◆ Task description:
Reproduce all of the rows below verbatim, but leave out the picture.

BEGIN

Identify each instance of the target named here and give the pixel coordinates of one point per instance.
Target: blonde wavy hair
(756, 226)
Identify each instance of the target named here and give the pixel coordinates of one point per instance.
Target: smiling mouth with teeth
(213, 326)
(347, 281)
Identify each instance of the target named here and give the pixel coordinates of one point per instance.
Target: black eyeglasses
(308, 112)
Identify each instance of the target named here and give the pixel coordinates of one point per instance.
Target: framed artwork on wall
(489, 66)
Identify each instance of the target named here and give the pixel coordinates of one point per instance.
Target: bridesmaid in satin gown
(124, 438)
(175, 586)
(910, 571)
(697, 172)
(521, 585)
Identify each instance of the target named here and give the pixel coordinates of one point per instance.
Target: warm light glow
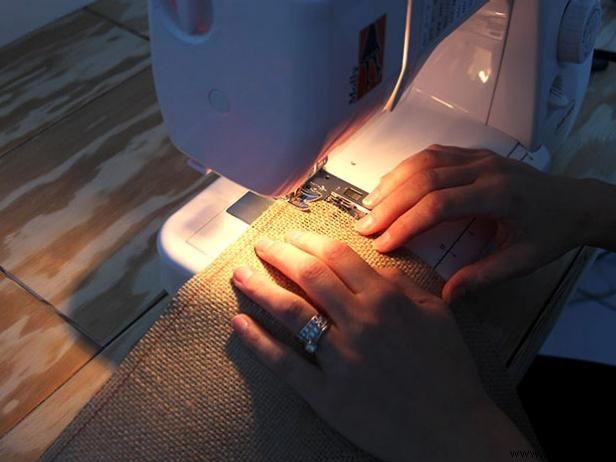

END

◆ Task output:
Identify each instance of the target named here and give the pixel coordinates of one point per instance.
Target: blonde wavy hair
(756, 226)
Identify each instance of the target named here and give the pixel coordinates of one point per instance.
Target: smiling mouth with teeth
(213, 326)
(347, 281)
Identify each instance of the target named here and give the pixel coordinates of one point per instance.
Target: black eyeglasses
(308, 112)
Identify each instance of the target named here and give the pixel coordinates of one point per instance.
Target: framed artwork on wall
(489, 66)
Identify each instance of the target named here and give the pixel coordinates of one point per instance.
Target: bridesmaid in satin gown
(124, 438)
(175, 586)
(910, 571)
(697, 172)
(521, 585)
Identify each instance of the target named here and give the pixel coordinates of one point per instance.
Target: warm light glow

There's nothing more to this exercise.